# SOURCE
# # # # # # #
Written and directed by Rob Zombie based on the 1978 film written by John Carpenter and Debra Hill
MGM/Dimension, 2007

In the original Halloween, an opening tracking shot taken from the perspective of an unknown killer just outside a house follows a girl and her boyfriend as they prepare for an extremely quick lovemaking session. Once the boyfriend leaves, the killer walks up the stairs and murders the girl. We know his name is Michael after the screaming, but the shock is that once the camera pulls back, we find out it’s a little boy. He killed his sister.

And what’s scary is that the little boy looks like a normal, healthy kid, and the expression on his face reads that he doesn’t even know what he’s done. And 15 years later we find out he’s broken out of an insane asylum and he’s returning to his hometown of Haddonfield to kill people again. What for? We never really know…until Halloween II. Standing on its own, the original Halloween is particularly effective in making us scared of what we don’t know.
# # # # # # #
# GIVEN ENTRIES
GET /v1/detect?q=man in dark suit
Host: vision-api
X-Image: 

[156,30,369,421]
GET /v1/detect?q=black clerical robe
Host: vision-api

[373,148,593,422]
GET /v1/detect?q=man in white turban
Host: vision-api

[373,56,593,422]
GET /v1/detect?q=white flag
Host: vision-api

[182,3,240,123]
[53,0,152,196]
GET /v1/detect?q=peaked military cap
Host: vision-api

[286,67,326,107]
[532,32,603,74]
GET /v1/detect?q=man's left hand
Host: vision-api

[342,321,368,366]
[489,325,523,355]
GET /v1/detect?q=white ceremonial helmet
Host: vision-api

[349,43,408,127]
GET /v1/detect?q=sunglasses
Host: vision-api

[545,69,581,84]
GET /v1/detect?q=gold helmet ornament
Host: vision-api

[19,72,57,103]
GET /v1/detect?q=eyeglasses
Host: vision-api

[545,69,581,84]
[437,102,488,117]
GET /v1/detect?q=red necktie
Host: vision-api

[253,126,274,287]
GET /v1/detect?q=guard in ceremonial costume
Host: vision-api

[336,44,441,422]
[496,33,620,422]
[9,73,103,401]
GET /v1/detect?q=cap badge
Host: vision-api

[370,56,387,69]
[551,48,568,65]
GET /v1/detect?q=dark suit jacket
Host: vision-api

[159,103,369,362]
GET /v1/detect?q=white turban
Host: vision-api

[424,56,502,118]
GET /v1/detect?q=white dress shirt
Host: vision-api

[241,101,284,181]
# # # # # # #
# TASK LIST
a – Rewrite the Halloween review from "In the original" down to "killed his sister.", replacing "boyfriend" with "date".
b – According to the Halloween review, what town does Michael return to after escaping the asylum?
c – Extend the Halloween review beyond its final sentence.

# WRITTEN RESPONSES
a –
In the original Halloween, an opening tracking shot taken from the perspective of an unknown killer just outside a house follows a girl and her date as they prepare for an extremely quick lovemaking session. Once the date leaves, the killer walks up the stairs and murders the girl. We know his name is Michael after the screaming, but the shock is that once the camera pulls back, we find out it’s a little boy. He killed his sister.

b – Haddonfield

c –
So, it shouldn’t come as a surprise that writer/director Rob Zombie decides that perhaps the original Halloween was a bit too “wussified” and didn’t explain enough. Shot with his usual love of close-ups no matter what the situation, the Myers family becomes Rob Zombie’s usual band of extreme rednecks: the mom Deborah (Shari Moon Zombie) is a white trash stripper; the stepdad, Ronnie White (William Forsythe), is a lecherous, verbally abusive asshole; Judith (Hanna Hall), the sister, wears over-revealing clothing to the dinner table, spurring the stepdad to inappropriately comment any chance he gets; there’s the baby we know will one day be Laurie Strode; and then Michael (Daeg Faerch) himself, a long blond-haired kid who gets pushed around at home and at school, likes to torture animals, and is quickly approaching the edge.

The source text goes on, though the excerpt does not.